Supplied information:
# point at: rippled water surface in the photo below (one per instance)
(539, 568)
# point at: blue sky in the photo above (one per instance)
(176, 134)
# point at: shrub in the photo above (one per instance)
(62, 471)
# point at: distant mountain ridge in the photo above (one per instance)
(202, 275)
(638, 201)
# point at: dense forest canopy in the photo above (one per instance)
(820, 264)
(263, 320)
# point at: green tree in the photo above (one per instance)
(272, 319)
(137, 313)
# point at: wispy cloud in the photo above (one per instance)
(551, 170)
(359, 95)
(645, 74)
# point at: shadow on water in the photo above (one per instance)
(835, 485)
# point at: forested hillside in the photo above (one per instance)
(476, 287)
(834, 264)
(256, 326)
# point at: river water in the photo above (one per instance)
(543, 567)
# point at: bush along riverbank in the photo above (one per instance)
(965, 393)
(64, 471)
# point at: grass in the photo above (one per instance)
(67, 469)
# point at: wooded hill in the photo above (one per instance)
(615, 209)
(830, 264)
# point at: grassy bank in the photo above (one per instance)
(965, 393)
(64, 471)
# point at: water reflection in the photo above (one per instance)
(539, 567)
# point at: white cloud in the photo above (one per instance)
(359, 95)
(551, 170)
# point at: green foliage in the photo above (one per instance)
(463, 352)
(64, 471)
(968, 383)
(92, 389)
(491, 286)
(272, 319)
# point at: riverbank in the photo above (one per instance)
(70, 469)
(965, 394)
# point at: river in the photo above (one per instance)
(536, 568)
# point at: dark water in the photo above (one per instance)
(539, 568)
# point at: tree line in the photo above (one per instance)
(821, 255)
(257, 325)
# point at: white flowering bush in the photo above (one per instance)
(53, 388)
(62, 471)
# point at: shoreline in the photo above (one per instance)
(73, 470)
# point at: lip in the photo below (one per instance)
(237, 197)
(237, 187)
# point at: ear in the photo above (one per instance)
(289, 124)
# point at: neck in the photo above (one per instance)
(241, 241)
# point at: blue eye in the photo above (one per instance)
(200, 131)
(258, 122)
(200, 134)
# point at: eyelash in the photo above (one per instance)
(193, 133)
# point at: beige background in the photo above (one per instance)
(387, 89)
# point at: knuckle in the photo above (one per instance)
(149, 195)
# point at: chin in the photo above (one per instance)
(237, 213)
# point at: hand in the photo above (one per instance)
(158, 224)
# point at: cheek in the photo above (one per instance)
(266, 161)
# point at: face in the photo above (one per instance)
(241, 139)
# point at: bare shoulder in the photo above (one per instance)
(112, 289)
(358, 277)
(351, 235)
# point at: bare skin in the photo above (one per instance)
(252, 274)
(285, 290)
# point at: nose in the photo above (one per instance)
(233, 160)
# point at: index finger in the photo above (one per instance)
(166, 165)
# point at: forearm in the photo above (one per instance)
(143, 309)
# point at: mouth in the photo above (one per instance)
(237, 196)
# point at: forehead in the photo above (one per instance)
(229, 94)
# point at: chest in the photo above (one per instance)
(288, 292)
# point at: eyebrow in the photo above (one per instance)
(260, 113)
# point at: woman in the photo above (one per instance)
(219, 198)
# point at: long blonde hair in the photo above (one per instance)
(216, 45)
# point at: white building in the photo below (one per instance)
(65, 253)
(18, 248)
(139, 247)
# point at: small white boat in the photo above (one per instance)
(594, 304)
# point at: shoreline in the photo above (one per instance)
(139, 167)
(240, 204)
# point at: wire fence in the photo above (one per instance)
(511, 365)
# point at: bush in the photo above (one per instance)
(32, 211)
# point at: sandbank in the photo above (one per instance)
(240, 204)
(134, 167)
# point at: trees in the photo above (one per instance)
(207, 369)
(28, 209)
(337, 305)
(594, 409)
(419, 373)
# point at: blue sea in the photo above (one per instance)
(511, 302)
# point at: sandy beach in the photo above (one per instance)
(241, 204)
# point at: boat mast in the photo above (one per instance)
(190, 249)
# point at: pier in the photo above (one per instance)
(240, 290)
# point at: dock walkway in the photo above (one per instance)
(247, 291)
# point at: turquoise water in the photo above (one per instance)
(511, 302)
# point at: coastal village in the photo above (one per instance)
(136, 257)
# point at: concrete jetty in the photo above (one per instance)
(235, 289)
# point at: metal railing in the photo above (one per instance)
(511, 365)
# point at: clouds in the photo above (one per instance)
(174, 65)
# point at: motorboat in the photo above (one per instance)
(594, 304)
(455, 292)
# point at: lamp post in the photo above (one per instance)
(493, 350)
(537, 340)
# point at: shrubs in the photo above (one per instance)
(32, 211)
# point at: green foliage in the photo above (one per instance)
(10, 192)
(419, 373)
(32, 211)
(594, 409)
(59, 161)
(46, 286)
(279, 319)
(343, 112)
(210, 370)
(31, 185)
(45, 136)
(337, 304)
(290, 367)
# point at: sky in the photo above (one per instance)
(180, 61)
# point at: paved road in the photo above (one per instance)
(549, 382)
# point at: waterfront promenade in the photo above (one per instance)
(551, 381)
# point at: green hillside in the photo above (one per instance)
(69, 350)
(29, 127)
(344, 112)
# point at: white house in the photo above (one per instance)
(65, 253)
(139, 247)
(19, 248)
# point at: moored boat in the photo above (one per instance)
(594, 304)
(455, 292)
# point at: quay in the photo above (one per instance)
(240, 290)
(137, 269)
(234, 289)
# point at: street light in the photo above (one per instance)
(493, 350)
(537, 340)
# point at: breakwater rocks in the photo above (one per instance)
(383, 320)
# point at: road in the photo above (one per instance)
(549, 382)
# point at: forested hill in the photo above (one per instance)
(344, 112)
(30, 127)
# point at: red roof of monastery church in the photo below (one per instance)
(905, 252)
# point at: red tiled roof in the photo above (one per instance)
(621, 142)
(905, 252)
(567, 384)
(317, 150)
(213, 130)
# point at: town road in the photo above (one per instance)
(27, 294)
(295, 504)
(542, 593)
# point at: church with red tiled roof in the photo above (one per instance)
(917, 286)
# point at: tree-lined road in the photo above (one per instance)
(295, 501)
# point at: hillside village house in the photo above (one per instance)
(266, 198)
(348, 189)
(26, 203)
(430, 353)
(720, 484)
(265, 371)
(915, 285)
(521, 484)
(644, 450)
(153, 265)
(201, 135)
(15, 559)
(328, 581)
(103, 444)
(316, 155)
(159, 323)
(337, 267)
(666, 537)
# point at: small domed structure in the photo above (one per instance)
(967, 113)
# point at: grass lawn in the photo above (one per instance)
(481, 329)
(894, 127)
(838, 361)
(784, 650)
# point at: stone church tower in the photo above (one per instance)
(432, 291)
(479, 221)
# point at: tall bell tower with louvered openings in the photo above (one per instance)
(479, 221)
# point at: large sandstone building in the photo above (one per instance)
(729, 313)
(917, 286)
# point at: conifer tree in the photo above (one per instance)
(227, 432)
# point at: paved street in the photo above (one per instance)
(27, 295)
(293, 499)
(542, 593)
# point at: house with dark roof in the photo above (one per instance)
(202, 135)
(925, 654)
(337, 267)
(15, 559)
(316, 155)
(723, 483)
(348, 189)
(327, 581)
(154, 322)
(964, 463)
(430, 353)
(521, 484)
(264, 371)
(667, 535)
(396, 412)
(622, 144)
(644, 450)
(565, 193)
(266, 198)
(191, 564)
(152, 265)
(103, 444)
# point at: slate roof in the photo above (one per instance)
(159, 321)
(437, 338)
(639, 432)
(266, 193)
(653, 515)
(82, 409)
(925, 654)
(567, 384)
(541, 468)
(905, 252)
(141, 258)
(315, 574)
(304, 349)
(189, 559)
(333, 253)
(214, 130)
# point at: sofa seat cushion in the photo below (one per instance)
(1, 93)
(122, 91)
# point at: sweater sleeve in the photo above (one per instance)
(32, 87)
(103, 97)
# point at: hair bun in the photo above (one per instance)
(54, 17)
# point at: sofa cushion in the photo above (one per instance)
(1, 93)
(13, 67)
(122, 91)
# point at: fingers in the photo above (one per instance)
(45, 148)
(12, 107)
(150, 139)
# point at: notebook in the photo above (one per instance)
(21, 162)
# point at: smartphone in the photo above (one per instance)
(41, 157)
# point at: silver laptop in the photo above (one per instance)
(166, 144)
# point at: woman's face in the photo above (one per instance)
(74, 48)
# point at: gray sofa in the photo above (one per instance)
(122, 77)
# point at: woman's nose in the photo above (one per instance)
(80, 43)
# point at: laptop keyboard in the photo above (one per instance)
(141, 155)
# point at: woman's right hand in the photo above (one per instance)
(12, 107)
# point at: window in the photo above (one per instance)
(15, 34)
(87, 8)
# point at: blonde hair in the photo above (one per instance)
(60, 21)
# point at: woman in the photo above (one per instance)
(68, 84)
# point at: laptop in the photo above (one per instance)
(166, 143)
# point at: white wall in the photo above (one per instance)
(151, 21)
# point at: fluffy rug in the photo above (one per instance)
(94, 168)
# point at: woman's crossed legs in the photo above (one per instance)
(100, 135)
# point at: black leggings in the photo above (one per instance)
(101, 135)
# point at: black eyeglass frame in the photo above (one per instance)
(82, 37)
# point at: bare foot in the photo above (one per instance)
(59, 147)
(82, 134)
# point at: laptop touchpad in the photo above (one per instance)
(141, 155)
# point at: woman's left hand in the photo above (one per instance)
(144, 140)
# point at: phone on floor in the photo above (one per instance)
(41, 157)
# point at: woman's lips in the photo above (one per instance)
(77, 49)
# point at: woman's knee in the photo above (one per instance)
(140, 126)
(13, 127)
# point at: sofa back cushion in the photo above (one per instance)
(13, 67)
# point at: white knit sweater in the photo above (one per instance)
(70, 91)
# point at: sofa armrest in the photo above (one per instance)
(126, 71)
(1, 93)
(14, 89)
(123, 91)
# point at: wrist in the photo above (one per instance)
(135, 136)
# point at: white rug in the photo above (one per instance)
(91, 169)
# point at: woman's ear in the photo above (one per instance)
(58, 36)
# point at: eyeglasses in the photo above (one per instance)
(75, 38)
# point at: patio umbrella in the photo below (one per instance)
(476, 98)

Work to do:
Can you copy out, unchanged, every line from the one containing "# point at: eyeglasses" through the end of the records, both ends included?

Final result:
# point at: eyeglasses in the photo above (one per instance)
(75, 38)
# point at: patio umbrella in the photo below (one per instance)
(476, 98)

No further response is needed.